What to work on: However many lines the data holds, transcribe them all exactly.
----- Exercise data -----
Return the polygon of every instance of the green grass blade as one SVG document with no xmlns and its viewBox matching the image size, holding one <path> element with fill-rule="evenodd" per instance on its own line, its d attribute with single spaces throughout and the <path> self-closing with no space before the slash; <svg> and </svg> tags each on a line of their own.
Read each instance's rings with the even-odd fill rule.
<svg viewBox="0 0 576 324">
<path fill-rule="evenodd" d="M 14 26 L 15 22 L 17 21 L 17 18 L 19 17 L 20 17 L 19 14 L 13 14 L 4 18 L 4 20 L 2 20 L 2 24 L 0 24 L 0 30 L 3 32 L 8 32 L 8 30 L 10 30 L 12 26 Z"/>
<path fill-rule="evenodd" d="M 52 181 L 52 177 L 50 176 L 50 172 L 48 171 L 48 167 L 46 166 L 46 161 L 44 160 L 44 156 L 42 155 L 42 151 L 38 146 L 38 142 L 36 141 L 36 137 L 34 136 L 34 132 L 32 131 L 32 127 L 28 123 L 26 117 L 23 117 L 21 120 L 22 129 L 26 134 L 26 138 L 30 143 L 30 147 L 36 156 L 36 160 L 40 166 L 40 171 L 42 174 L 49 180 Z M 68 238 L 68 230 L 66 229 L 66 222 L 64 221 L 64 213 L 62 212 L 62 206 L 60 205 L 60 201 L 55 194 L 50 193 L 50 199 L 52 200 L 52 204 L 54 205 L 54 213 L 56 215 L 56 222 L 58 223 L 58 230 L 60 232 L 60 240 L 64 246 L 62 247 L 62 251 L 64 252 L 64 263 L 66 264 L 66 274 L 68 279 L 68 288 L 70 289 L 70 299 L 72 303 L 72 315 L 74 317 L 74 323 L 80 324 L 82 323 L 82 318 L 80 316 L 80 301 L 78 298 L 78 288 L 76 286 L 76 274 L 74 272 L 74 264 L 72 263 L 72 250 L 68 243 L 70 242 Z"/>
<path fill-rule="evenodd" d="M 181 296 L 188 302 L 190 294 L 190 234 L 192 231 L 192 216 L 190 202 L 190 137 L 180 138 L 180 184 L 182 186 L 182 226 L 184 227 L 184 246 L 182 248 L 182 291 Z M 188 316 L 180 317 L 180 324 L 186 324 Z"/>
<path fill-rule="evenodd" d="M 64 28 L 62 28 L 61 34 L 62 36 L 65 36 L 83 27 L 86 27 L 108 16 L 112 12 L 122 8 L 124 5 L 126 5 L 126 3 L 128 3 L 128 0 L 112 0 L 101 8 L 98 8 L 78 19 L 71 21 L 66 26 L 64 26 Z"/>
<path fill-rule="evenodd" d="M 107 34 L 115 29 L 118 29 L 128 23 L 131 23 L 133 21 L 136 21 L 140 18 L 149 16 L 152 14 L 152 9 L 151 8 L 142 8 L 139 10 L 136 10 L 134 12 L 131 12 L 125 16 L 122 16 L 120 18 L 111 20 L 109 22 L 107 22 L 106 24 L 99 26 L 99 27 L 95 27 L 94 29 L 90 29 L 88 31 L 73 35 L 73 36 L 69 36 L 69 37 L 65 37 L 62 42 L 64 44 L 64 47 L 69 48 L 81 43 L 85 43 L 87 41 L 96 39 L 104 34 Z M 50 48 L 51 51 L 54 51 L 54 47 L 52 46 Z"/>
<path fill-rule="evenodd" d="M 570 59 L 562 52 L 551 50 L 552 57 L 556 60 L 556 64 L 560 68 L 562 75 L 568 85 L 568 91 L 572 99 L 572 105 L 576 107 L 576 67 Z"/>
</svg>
-----
Result for this exercise:
Return the polygon of every instance of the green grass blade as one SVG document with no xmlns and its viewBox matching the image size, holding one <path> element with fill-rule="evenodd" per instance on its own line, its d attribute with single spaces throughout and the <path> self-closing with no space before the slash; <svg> and </svg> tags each on a line of their own.
Read each instance's rings with the even-odd fill rule.
<svg viewBox="0 0 576 324">
<path fill-rule="evenodd" d="M 14 26 L 15 22 L 17 21 L 17 18 L 19 17 L 20 17 L 19 14 L 13 14 L 4 18 L 4 20 L 2 20 L 2 24 L 0 24 L 0 30 L 3 32 L 8 32 L 8 30 L 10 30 L 12 26 Z"/>
<path fill-rule="evenodd" d="M 52 181 L 52 177 L 50 176 L 50 172 L 48 171 L 48 167 L 46 166 L 46 161 L 44 160 L 44 156 L 42 155 L 42 151 L 38 146 L 38 142 L 36 141 L 36 137 L 34 136 L 34 132 L 32 131 L 32 127 L 28 123 L 26 117 L 23 117 L 21 120 L 22 129 L 26 134 L 26 138 L 30 143 L 30 147 L 36 156 L 36 160 L 40 166 L 40 171 L 42 174 L 49 180 Z M 68 238 L 68 230 L 66 229 L 66 222 L 64 221 L 64 213 L 62 212 L 62 206 L 60 205 L 60 201 L 55 194 L 50 193 L 50 199 L 52 200 L 52 204 L 54 205 L 54 213 L 56 215 L 56 222 L 58 223 L 58 230 L 60 232 L 60 240 L 64 246 L 62 247 L 62 251 L 64 252 L 64 263 L 66 264 L 66 274 L 68 279 L 68 288 L 70 289 L 70 299 L 72 303 L 72 315 L 74 317 L 74 323 L 80 324 L 82 323 L 82 318 L 80 316 L 80 301 L 78 298 L 78 288 L 76 286 L 76 274 L 74 272 L 74 264 L 72 263 L 72 250 L 68 243 L 70 242 Z"/>
<path fill-rule="evenodd" d="M 181 296 L 188 302 L 190 294 L 190 234 L 192 231 L 192 216 L 190 202 L 190 137 L 180 138 L 180 184 L 182 186 L 182 226 L 184 227 L 184 246 L 182 248 L 182 291 Z M 188 316 L 180 317 L 180 324 L 186 324 Z"/>
<path fill-rule="evenodd" d="M 64 28 L 62 28 L 61 34 L 62 36 L 65 36 L 83 27 L 86 27 L 108 16 L 112 12 L 122 8 L 124 5 L 126 5 L 126 3 L 128 3 L 128 0 L 112 0 L 101 8 L 98 8 L 78 19 L 71 21 L 66 26 L 64 26 Z"/>
<path fill-rule="evenodd" d="M 107 34 L 115 29 L 118 29 L 128 23 L 131 23 L 133 21 L 136 21 L 140 18 L 149 16 L 152 14 L 152 9 L 151 8 L 142 8 L 139 10 L 136 10 L 134 12 L 131 12 L 125 16 L 122 16 L 120 18 L 111 20 L 109 22 L 107 22 L 106 24 L 99 26 L 99 27 L 95 27 L 94 29 L 90 29 L 88 31 L 73 35 L 73 36 L 69 36 L 69 37 L 65 37 L 62 42 L 64 44 L 64 47 L 69 48 L 81 43 L 85 43 L 87 41 L 96 39 L 104 34 Z M 50 48 L 51 51 L 54 51 L 54 47 L 52 46 Z"/>
<path fill-rule="evenodd" d="M 570 59 L 562 52 L 551 50 L 552 57 L 556 60 L 556 64 L 560 68 L 562 75 L 568 85 L 568 91 L 572 99 L 572 105 L 576 107 L 576 67 Z"/>
</svg>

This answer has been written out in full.